(Work task) Beginning with the line where "Wanted = a point" appears, repeat every remaining line of the entries exactly, the last line included.

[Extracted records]
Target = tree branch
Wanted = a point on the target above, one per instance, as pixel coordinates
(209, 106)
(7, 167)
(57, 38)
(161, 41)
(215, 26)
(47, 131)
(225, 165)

(Answer)
Wanted = a point on the target above, one per instance, as pixel coordinates
(209, 106)
(7, 167)
(57, 38)
(161, 41)
(215, 26)
(47, 131)
(225, 165)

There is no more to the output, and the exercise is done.